##### Document passage

In carrying out its duties, MACPAC is authorized to obtain necessary data from any state agency
responsible for administering Medicaid or CHIP. The provision of these state data is a condition
for receiving federal matching funds under either program. P.L. 111-148 requires MACPAC to
seek state input and review state data, and to consider state information in its recommendations
and reports. Both MACPAC and MedPAC are required to coordinate and consult with the Federal
Coordinated Health Care Office (established under §2081 of this new law) before making
recommendations regarding Medicare beneficiaries who are dually eligible. Changes to Medicaid
policy affecting dual eligibles are the responsibility of the MACPAC.
For FY2010, P.L. 111-148 appropriates $11 million for MACPAC. Of this total, $9 million will
come from the Treasury out of any funds not otherwise appropriated, and $2 million will come
from FY2010 CHIP funds, and will remain available until expended. Funding in subsequent years
is not addressed in this provision. This provision is effective upon enactment.
Protections for American Indians and Alaska Natives
(P.L. 111-148: §2901)

##########
##### The data

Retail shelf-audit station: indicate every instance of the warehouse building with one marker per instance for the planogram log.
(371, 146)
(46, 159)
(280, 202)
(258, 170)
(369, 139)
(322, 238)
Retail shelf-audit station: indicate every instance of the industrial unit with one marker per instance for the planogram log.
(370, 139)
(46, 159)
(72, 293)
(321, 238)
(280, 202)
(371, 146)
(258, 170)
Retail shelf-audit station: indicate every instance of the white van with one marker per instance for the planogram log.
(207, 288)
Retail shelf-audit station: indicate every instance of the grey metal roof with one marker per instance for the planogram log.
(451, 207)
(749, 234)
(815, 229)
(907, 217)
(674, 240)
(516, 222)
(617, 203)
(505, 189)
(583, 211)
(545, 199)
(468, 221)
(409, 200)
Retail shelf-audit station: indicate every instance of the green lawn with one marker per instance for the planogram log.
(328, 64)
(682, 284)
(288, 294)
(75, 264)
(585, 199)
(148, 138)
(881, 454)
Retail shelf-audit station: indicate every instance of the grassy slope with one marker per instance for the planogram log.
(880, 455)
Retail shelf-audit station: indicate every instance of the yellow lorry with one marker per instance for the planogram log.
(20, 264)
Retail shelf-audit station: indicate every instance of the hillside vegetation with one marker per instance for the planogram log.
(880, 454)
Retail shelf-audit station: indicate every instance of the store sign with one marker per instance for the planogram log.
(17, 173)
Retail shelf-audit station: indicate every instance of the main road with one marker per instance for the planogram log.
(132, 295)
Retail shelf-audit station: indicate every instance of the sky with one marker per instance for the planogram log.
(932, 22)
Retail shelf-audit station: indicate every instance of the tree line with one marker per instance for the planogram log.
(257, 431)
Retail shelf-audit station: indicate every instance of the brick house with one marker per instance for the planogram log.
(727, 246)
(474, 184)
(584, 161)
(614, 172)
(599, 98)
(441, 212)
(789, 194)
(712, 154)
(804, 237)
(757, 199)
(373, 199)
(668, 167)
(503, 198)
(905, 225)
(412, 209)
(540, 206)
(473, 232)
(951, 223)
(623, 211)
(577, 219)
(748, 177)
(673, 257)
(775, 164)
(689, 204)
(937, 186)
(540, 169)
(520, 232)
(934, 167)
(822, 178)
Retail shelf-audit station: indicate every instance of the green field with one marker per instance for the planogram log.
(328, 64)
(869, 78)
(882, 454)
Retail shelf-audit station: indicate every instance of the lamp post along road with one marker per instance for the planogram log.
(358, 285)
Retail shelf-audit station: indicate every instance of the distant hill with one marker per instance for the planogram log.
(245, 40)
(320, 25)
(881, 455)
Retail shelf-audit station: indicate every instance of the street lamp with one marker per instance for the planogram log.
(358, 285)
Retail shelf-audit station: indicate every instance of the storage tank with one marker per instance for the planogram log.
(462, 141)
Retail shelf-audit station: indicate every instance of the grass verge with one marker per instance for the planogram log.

##########
##### The data

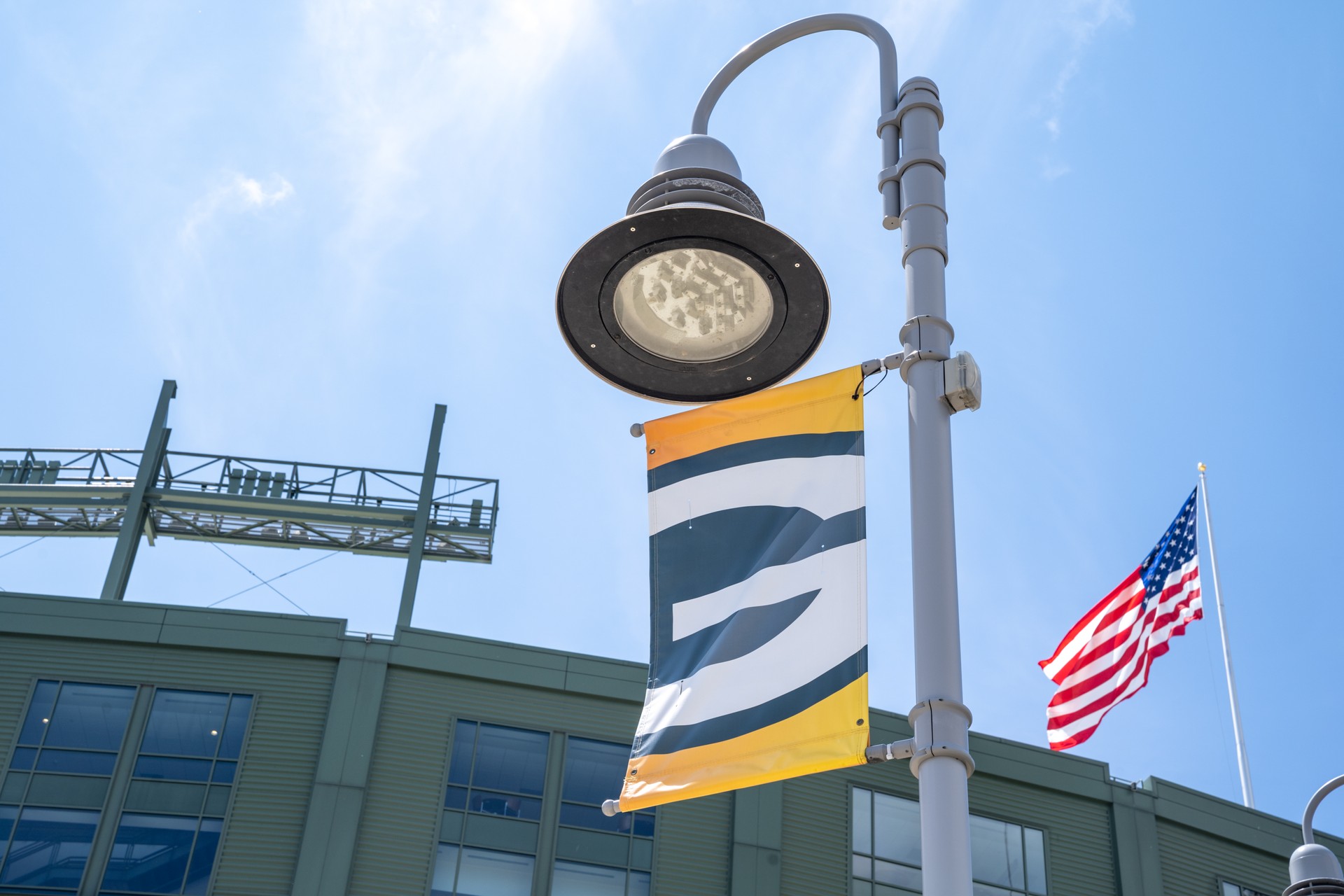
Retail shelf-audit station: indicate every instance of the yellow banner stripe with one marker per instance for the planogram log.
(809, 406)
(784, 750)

##########
##### The data

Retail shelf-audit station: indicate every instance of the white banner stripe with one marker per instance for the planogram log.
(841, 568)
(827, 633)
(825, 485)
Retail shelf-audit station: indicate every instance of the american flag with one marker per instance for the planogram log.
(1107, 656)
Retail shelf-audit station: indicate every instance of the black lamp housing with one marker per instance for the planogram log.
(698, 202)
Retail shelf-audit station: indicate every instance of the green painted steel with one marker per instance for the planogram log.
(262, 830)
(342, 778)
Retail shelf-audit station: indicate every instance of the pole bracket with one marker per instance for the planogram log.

##########

> [Work task 1]:
According to the MACPAC passage, how much does P.L. 111-148 appropriate for MACPAC for FY2010?
> [Work task 2]:
Write the next part of the MACPAC passage, picking up after its final line.

> [Written answer 1]:
$11 million.

> [Written answer 2]:
The Indian Health Service (IHS), an agency in HHS, provides health care for eligible American
Indians/Alaska Natives through a system of programs and facilities located on or near Indian
reservations and in certain urban areas. These programs, which may be operated by Indian Tribes
(ITs) or Tribal Organization (TOs), are eligible to receive reimbursements from Medicare,
Medicaid, CHIP, state programs, and third parties such as private insurance. Facilities are
permitted to retain these reimbursements and use them to increase available services.45 Prior to
PPACA, IHS, an IT, or a TO was only considered the payor of last resort for contract health
services—services that these facilities purchase through contract, with providers in instances
where the facility or program cannot provide the needed care. PPACA designates programs
operated by IHS, an IT, TO, or an urban Indian organization (UIO) as the payer of last resort for
services provided to eligible American Indians and Alaska Natives, including services covered by
Medicaid and CHIP. IHS funds are limited and tribal members have raised concerns about which
program is considered the payor of last resort.46 This provision will clarify such issues, and, as a
result, may provide additional funding to programs operated by the IHS, ITs, TOs, or UIOs.
Under a newly permitted option enacted under the Children’s Health Insurance Reauthorization
Act (CHIPRA, P.L. 111-3), states may facilitate Medicaid enrollment—including under certain
conditions, automatically enrolling those eligible—by relying on a finding of eligibility from
specified “Express Lane” agencies (e.g., those that administer programs such as Temporary

45 CRS Report R41152, Indian Health Care Improvement Act Provisions in the Patient Protection and Affordable Care
Act (PPACA)
, by Elayne J. Heisler and Roger Walke. PPACA makes a number of changes to health care provided by
IHS, ITs, and TOs within the Indian Health Care Improvement provisions within the bill. Provisions described in this
report may also relate to these facilities receiving reimbursements from Medicaid and CHIP.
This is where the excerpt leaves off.